((

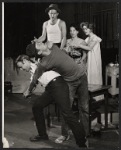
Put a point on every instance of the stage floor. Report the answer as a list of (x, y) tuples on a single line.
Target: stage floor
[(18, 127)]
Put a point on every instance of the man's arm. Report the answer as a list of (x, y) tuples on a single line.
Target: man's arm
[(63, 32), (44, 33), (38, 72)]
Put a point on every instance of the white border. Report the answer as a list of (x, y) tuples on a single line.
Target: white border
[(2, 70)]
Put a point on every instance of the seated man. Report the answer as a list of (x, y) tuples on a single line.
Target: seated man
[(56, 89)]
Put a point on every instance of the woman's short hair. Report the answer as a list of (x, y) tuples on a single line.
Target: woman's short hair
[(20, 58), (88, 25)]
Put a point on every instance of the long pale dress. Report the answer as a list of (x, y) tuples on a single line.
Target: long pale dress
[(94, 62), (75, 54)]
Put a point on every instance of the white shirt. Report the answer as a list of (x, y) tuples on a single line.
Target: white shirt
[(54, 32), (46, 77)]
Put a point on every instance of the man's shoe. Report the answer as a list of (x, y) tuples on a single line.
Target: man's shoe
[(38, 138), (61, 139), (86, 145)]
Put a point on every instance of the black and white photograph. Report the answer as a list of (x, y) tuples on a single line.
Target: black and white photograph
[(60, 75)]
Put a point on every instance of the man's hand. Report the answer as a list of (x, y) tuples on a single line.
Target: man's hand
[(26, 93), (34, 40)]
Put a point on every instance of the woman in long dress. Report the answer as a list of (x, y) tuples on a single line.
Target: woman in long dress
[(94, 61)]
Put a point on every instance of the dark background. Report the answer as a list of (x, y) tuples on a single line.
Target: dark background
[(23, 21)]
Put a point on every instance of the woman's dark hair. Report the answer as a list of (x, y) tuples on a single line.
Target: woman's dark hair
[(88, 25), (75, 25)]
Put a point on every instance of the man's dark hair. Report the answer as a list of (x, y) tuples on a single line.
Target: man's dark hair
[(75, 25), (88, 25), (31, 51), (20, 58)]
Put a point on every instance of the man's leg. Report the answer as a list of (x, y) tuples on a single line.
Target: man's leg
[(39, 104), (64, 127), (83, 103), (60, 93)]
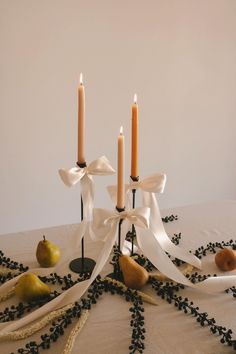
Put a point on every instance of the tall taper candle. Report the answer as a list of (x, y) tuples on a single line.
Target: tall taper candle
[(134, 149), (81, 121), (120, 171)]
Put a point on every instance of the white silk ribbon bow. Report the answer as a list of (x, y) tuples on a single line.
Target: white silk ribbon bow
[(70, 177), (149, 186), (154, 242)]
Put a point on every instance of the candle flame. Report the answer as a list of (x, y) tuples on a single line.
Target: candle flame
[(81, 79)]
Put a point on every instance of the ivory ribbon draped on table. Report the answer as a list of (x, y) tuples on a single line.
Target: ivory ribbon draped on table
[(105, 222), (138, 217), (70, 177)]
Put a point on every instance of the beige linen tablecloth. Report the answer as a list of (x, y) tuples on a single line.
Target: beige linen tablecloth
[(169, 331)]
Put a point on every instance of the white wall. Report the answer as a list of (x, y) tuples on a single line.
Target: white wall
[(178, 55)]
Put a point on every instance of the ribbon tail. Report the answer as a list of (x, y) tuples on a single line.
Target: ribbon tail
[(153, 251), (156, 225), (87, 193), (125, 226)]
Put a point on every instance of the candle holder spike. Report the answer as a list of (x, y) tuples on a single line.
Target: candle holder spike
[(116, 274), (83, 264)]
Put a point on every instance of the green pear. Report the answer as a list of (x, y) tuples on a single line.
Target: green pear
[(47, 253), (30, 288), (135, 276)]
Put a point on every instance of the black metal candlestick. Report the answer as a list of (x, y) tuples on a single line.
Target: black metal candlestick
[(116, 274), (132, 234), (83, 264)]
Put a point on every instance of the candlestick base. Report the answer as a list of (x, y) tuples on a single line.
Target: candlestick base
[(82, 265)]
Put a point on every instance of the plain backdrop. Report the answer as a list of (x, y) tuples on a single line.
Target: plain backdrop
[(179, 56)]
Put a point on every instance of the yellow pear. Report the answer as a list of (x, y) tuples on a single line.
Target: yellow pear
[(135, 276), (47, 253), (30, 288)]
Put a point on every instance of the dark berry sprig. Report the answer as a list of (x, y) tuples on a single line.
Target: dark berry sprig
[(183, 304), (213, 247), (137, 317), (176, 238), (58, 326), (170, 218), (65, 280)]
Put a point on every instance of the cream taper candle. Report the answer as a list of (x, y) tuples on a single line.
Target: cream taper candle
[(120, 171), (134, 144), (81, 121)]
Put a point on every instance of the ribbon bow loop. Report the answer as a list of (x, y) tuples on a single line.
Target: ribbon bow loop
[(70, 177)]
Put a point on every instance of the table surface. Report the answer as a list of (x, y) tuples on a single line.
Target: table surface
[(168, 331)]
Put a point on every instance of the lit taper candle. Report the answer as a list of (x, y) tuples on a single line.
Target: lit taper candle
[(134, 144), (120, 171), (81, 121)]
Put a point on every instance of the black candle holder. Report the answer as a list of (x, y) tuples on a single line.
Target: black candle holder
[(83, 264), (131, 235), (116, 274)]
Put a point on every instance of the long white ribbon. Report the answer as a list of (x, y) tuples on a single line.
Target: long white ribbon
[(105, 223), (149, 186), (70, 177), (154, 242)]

))
((

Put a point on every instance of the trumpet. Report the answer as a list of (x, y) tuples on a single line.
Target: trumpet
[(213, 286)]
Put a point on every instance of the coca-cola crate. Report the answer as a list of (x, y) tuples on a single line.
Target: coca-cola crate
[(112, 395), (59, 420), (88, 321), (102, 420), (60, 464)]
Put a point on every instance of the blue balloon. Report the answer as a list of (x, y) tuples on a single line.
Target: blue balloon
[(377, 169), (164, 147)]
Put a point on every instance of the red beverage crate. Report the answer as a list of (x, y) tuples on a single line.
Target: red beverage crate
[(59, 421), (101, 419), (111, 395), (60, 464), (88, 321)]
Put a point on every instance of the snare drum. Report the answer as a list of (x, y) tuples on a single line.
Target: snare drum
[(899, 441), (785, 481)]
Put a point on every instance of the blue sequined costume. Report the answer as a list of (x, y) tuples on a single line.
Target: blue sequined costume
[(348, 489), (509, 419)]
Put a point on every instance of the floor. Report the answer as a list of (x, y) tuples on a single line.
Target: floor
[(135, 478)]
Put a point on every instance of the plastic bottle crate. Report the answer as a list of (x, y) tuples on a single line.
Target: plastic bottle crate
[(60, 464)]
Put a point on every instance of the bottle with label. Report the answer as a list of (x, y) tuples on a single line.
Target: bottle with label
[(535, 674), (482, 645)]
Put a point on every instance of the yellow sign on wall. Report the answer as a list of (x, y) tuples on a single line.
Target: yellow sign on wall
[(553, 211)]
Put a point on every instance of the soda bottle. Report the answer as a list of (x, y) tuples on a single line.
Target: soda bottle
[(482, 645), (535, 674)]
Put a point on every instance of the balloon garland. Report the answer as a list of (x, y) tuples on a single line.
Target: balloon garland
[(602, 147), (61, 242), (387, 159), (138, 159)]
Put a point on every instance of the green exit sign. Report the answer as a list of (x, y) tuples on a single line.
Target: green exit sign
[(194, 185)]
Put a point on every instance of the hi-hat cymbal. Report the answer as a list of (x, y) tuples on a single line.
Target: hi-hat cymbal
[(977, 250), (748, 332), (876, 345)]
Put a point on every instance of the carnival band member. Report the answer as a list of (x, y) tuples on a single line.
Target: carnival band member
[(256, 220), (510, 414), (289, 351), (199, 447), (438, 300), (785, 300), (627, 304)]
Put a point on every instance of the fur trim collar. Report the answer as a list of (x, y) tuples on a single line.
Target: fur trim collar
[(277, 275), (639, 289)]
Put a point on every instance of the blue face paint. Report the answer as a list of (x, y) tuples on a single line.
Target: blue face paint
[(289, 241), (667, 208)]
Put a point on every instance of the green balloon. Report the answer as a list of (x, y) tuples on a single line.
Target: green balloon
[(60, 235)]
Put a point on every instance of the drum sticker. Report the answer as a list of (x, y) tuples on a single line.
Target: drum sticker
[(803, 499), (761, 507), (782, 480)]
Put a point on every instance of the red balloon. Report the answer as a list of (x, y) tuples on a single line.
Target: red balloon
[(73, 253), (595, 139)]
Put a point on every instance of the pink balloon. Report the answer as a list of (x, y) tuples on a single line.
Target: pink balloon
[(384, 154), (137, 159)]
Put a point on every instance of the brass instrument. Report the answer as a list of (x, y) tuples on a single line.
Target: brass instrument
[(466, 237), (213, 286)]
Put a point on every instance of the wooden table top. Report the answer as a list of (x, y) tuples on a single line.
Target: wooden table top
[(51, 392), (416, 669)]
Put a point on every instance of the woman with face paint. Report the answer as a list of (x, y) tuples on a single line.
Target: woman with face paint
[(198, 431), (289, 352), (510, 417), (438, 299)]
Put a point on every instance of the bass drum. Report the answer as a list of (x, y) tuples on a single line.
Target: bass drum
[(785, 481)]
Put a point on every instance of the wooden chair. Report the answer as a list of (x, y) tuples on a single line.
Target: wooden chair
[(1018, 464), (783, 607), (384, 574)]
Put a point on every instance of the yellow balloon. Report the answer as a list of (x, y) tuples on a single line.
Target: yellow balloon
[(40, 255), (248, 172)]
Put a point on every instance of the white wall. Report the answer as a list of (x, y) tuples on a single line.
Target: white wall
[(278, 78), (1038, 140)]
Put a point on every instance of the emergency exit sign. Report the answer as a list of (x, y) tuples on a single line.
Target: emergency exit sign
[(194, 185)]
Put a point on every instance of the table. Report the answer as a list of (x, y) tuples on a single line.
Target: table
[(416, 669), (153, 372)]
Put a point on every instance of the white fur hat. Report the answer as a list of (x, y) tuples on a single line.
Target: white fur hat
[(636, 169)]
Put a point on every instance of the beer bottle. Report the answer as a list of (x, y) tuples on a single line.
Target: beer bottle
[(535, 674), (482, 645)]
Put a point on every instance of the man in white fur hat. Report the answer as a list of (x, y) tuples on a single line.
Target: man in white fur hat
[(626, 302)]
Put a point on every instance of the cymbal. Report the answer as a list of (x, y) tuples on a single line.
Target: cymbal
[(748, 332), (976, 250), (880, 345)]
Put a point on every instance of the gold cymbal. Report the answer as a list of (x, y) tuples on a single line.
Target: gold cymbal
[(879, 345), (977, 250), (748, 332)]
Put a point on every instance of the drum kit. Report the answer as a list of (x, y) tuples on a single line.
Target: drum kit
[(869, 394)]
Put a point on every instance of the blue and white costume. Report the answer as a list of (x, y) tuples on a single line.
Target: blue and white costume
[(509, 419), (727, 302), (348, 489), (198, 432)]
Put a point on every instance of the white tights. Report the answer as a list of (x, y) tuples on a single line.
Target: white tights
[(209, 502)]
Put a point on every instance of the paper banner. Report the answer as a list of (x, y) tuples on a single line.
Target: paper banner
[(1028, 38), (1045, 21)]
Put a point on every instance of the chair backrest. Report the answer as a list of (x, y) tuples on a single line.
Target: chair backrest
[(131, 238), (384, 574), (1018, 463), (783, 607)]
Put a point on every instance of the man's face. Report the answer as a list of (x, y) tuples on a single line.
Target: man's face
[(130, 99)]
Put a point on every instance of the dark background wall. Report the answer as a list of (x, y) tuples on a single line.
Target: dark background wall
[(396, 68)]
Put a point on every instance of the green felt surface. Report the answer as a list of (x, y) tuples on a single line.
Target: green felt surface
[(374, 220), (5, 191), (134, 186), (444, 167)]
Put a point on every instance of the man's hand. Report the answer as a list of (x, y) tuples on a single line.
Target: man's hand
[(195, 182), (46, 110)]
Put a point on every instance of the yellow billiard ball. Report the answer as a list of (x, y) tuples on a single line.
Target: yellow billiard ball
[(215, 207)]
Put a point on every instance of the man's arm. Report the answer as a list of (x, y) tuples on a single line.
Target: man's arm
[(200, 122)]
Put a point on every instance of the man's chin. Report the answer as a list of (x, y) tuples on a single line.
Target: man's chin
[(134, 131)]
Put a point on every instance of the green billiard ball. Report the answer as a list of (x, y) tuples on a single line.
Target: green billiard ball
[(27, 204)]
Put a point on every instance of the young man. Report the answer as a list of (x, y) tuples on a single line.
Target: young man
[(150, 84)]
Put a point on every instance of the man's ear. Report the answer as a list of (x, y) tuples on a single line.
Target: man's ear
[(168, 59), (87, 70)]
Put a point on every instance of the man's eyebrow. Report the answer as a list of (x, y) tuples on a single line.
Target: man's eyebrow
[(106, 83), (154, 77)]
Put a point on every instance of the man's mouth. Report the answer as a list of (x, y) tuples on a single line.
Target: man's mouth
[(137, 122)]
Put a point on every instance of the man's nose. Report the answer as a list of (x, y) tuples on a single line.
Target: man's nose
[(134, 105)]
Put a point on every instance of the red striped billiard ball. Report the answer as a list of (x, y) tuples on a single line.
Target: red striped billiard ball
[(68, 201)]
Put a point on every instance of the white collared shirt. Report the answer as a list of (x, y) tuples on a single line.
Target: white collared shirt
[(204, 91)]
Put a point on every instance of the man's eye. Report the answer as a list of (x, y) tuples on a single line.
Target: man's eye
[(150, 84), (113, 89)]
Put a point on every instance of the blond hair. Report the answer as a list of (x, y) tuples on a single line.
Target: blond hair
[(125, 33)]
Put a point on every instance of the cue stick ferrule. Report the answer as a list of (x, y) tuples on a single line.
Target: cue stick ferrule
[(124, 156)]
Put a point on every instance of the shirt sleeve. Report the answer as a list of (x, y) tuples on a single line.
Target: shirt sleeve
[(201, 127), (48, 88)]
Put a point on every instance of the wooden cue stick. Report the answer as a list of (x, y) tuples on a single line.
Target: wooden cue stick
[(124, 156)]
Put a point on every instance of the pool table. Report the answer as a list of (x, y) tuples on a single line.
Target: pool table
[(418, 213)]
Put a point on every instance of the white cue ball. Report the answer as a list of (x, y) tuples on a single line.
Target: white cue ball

))
((

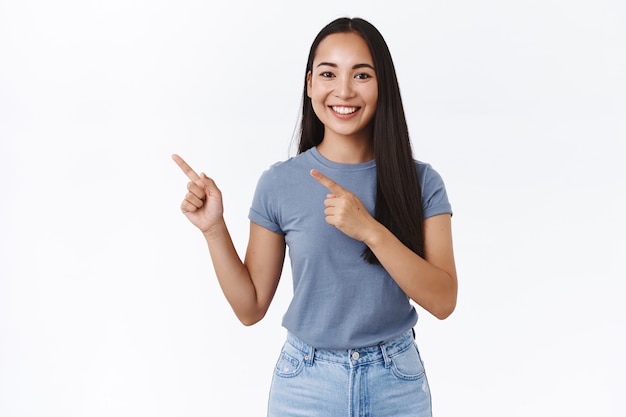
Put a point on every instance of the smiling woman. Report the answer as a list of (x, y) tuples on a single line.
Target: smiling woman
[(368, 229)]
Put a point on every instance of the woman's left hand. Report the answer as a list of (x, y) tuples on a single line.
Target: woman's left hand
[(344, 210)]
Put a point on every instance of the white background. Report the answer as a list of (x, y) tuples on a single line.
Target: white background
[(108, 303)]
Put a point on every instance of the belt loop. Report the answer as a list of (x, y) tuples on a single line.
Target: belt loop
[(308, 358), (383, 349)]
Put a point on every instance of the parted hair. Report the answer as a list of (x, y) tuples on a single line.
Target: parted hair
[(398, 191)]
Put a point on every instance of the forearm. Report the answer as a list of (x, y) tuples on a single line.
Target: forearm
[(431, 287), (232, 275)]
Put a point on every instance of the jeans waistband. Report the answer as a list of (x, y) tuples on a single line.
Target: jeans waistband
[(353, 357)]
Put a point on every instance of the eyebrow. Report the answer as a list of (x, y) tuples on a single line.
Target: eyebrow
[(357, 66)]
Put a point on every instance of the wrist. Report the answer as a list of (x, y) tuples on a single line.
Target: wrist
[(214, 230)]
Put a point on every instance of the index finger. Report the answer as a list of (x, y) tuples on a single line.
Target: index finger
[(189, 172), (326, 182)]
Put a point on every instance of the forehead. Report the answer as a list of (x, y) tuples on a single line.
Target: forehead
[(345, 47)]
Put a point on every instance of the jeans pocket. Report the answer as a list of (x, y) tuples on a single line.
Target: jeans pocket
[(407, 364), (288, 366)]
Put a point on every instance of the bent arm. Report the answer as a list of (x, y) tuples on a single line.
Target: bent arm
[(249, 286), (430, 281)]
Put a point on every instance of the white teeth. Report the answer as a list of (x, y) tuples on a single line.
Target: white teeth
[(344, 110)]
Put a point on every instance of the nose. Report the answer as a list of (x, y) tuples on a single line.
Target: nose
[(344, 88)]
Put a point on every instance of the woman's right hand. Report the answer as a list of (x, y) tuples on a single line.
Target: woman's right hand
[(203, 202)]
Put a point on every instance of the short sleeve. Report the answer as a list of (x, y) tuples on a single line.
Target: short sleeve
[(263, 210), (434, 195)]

))

> [EXERCISE GOAL]: Update the records from the line containing "Put a point on every instance of the candlestick" up to and including the line containing "[(134, 144), (120, 171), (81, 121)]": reproduce those lines with "taper candle" replaced by "wax candle" and everything else unchanged.

> [CORRECT OUTPUT]:
Put a point on every instance of the candlestick base. Report the answer as a list of (x, y) tuples on a single line.
Target: candlestick base
[(82, 265)]
Put a point on every instance of the plain backdrop. Report the answer as a list of (x, y) tuples on a single line.
Target: plain backdrop
[(179, 56)]
Put a point on every instance of the yellow pear. Report the answer as a list of (x, y) tuples on a single line.
Target: yellow pear
[(135, 276), (47, 253), (30, 288)]
Put a point on every instance of the dark berry sprig. Report the answer as a list of (x, y) tuples on a single line.
Target: dark berry sprig
[(183, 304), (213, 247), (137, 317), (176, 238), (58, 326), (170, 218), (65, 280)]
Put a point on every instance of the cream wax candle. Report the answer as a list of (x, y) tuples on a single line.
Target: cream wax candle
[(120, 171), (134, 144), (81, 121)]
Put a point on every instance of the ribbon bow loop. Report the answer as a list of (x, y) tuples on a single line.
Target: ribbon bow loop
[(70, 177)]
Put a point on every instance of the table surface. Report the answer as a list of (x, y) tuples on a single line.
Target: table surface
[(168, 331)]
Put a point on every instance of the lit wax candle. Report the answer as a list of (x, y) tuples on a single line.
Target: lit wax candle
[(134, 144), (120, 171), (81, 121)]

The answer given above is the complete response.